TEXT:
****************
University of Dundee

MRC DTP 4 Year PhD Programme: Cell biology of a bacterial nano-weapon. Supervisors: Dr Sarah Coulthurst (Lead); Dr Colin Rickman (2nd Supervisor), Heriot-Watt

Many bacterial pathogens use the Type VI secretion system (T6SS) nanomachine to fire diverse, toxic ‘effector’ proteins directly into target cells. It is becoming increasingly apparent that the T6SS plays a key role in the virulence and competitiveness of diverse Gram-negative bacteria, including important human pathogens. Pathogens can use T6SSs to directly target eukaryotic organisms, as classical virulence factors. Alternatively, many pathogens can use T6SSs to target other bacterial cells, killing or inhibiting rivals. ‘Anti-bacterial’ T6SSs thus provide a competitive mechanism to allow pathogens to proliferate in polymicrobial infection sites or environmental reservoirs and ultimately cause disease. Understanding how the T6SS is deployed and the lethal consequences of its effectors on targeted bacterial cells therefore offers the potential to uncover new ways to kill or inhibit bacterial pathogens.
****************
EXCERPTED RECORDS:

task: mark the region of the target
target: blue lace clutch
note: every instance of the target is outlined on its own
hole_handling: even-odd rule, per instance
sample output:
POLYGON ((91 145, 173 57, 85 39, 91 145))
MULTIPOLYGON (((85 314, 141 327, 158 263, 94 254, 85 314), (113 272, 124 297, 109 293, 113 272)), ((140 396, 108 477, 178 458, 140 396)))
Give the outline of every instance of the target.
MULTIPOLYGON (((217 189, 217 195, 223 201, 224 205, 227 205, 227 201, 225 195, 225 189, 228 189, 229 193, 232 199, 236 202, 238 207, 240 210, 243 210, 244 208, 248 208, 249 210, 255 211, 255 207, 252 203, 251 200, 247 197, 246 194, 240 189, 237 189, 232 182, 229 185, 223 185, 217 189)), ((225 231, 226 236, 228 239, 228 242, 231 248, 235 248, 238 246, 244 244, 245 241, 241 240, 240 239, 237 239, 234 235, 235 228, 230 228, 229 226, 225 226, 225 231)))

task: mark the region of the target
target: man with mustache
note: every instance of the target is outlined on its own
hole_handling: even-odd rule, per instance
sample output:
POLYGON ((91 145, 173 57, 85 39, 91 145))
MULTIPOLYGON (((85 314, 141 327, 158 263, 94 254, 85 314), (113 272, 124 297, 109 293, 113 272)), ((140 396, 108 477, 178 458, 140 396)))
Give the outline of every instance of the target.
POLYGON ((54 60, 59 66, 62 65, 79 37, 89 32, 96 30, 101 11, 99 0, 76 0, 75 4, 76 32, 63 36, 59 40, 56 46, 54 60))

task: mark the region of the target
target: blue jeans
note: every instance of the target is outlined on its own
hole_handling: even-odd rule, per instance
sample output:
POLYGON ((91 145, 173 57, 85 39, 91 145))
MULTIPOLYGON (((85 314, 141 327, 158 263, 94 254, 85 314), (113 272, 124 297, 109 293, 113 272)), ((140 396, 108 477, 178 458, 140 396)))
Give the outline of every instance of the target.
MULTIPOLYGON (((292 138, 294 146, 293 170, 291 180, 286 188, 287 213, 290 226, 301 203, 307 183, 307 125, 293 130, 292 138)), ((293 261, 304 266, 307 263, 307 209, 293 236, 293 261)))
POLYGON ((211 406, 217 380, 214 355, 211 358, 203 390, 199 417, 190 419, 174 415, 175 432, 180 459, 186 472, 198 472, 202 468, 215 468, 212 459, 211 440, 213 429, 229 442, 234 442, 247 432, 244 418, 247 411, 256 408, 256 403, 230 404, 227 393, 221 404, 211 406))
****************
BRIEF A: In the PhD programme description, who is the lead supervisor?
BRIEF B: Render this sentence from the PhD programme description in Spanish: "Pathogens can use T6SSs to directly target eukaryotic organisms, as classical virulence factors."
BRIEF C: Please extend the PhD programme description on the bacterial nano-weapon, picking up right after its final sentence.

EXERCISE OUTPUT A: Dr Sarah Coulthurst

EXERCISE OUTPUT B: Los patógenos pueden usar los T6SS para atacar directamente a organismos eucariotas, como factores de virulencia clásicos.

EXERCISE OUTPUT C:
This project aims to develop and utilise advanced fluorescence microscopy and image analysis methodologies to better understand how the T6SS is deployed and the consequences of specific effectors on targeted bacterial cells. In previous work, we have shown that the potent anti-bacterial T6SS of an opportunistic pathogen, Serratia marcescens, is deployed in an offensive manner and delivers multiple anti-bacterial toxins. Furthermore, we and others have shown that single cell microscopy approaches allow visualisation of the T6SS structure, firing events, and the subsequent impact on target cells. In this project, we will further investigate how the T6SS is deployed, using a combination of genetic, biochemical, high- and super-resolution microscopy and image analysis methods. Additionally we will elucidate the consequences of an individual T6SS-delivered anti-bacterial effector protein on the targeted bacterial cell, again by combining state-of-the-art single cell imaging with complementary genetic and molecular analyses.